[START OF Source text]

Thursday, 13 September 2018 Written by Huw Baines

‘Fixed Ideals’ begins in medias res. Lande Hekt is tired, anxious and furiously angry. “I’m gonna get a tattoo that says: fuck Jeremy Clarkson and fuck you too,” she sings. The album’s opener is something of a blueprint for what follows, fusing fabulous melodies with brass tacks insights into her own life and a vivid, despondent view of a world that has lurched right with little concern for the people getting crushed in the gears.

Muncie Girls’ second LP is one of the finest explorations yet of what it’s actually like to be a young person in the UK at the moment. Hekt writes from her own perspective and those of others, alternately becoming caught in a Kafkaesque maze at the Department of Work and Pensions and staring down the NHS’s underfunded mental health services. The lyric sheet is pocked with references to Tory avarice, xenophobic media coverage and frustrations that eventually manifest as one long, billowing sigh.

But this isn’t an album of empty slogans, headline-friendly rallying cries or anything like that. Instead, Muncie Girls are concerned with how these acts of aggression - big and small, vicious and petty - affect people. It doesn’t exist in the abstract.

“Oh well, I grew up powerless and I'll die just the same,” Hekt sings when closing the album with the desperate Family of Four. “I’ll go from the afternoon to the night shift all for someone else's gain." The closing statement: "Bottom rung is where I'll stay.”

There’s a balancing act at play, with Hekt’s own experiences adding colour between the lines. The pithy put downs on Jeremy are reserved for her right-wing father - “presents won’t do when there’s presence past due” - while on Falling Down she discusses dropping booze from her life and her decision to quit humouring bigoted men. “I’m gonna stop smiling when it doesn’t feel like the right thing,” she sings.

[END OF Source text]

• **Stated exercise 1**
Rewrite the album review between "Muncie Girls’ second" and "in the abstract.", inclusive, putting "government greed" in place of "Tory avarice".
The records are unrelated to the album review.

[START OF Data section]

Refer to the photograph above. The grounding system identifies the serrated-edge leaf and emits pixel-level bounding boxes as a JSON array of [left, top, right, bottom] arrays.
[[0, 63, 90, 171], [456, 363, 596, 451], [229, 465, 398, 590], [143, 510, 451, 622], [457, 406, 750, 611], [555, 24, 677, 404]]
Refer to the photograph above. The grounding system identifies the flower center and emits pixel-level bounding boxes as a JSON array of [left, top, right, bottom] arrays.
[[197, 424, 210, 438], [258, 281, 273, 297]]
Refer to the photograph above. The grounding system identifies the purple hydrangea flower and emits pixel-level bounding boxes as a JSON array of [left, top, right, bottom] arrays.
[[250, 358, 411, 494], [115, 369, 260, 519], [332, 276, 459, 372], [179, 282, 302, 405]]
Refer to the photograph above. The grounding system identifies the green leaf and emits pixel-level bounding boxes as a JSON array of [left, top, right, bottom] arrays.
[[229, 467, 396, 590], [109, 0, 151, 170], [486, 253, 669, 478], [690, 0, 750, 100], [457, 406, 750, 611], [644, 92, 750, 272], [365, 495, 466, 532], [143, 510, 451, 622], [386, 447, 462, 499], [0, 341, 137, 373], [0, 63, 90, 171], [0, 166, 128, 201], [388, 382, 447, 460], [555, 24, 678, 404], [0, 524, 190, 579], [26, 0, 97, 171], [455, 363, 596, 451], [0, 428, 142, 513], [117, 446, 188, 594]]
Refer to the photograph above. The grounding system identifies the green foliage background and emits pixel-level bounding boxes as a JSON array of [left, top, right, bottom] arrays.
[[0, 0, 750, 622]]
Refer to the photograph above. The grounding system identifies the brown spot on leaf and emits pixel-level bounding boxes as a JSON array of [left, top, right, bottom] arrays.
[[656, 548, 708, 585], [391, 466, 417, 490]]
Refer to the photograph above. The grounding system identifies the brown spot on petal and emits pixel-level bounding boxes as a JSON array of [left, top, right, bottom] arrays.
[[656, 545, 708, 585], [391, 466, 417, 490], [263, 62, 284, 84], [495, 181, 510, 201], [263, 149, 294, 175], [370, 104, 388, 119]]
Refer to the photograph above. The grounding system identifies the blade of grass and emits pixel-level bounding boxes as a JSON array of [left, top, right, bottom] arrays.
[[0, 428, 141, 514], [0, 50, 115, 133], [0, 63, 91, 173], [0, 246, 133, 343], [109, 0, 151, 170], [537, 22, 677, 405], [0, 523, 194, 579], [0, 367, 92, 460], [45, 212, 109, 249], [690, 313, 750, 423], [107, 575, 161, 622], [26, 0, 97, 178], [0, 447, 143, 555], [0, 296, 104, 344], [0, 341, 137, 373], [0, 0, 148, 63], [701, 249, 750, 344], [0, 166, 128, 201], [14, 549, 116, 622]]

[END OF Data section]
[START OF Data section]

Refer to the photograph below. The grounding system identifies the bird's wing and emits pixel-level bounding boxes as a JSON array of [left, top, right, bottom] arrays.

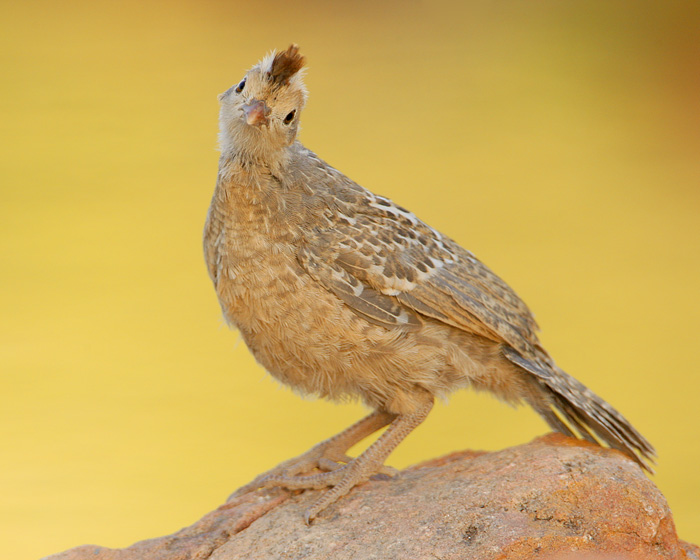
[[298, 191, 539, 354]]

[END OF Data section]
[START OF Data section]

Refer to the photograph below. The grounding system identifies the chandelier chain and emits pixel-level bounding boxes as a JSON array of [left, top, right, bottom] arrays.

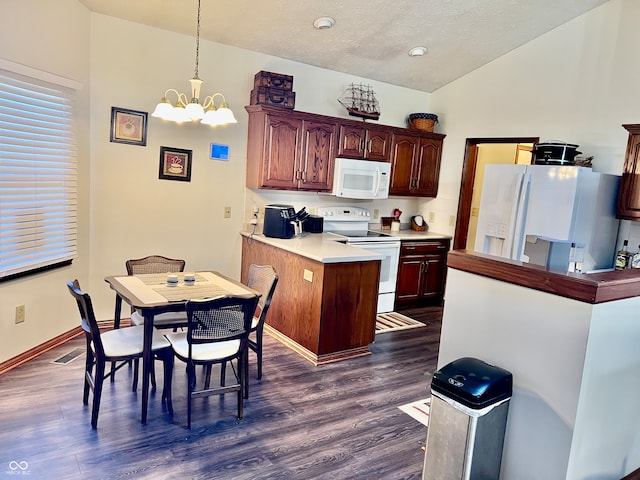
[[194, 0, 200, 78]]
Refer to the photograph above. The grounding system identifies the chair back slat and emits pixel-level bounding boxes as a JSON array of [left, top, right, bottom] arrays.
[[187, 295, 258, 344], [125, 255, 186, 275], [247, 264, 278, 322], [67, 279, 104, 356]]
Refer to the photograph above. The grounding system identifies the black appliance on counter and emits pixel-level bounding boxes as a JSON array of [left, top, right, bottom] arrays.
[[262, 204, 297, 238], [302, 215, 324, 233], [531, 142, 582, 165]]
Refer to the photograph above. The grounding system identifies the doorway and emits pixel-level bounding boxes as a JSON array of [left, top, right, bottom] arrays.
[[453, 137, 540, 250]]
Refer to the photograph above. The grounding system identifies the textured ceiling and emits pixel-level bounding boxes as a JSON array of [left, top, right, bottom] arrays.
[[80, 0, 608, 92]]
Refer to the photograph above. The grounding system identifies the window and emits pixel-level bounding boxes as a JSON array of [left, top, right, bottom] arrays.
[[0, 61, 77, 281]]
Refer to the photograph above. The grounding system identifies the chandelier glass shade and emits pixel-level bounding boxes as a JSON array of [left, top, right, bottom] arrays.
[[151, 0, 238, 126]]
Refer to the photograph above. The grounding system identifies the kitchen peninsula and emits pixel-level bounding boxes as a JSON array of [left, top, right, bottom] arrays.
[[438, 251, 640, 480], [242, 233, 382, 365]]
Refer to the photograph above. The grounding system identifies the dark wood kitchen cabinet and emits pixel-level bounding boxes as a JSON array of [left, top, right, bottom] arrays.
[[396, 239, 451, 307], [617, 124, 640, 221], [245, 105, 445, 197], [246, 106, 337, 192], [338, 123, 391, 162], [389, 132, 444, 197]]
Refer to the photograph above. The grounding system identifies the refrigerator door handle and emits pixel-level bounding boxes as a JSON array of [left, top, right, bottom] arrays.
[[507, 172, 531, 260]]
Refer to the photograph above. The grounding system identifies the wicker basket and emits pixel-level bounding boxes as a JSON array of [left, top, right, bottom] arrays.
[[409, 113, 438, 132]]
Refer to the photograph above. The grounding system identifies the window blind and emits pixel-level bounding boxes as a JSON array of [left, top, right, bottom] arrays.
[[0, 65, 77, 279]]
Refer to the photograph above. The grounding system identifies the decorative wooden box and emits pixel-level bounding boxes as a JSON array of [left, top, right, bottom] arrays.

[END OF Data section]

• **Stated exercise 2**
Transcribe the records between the lines holding "spot on leaf" and "[[656, 548, 708, 585], [391, 466, 417, 490]]", inclusive.

• **Task response 1**
Muncie Girls’ second LP is one of the finest explorations yet of what it’s actually like to be a young person in the UK at the moment. Hekt writes from her own perspective and those of others, alternately becoming caught in a Kafkaesque maze at the Department of Work and Pensions and staring down the NHS’s underfunded mental health services. The lyric sheet is pocked with references to government greed, xenophobic media coverage and frustrations that eventually manifest as one long, billowing sigh.

But this isn’t an album of empty slogans, headline-friendly rallying cries or anything like that. Instead, Muncie Girls are concerned with how these acts of aggression - big and small, vicious and petty - affect people. It doesn’t exist in the abstract.

• **Task response 2**
Refer to the photograph above. The grounding system identifies the brown spot on leaf and emits pixel-level bounding boxes as a JSON array of [left, top, right, bottom] arrays.
[[656, 548, 708, 585], [391, 466, 417, 490]]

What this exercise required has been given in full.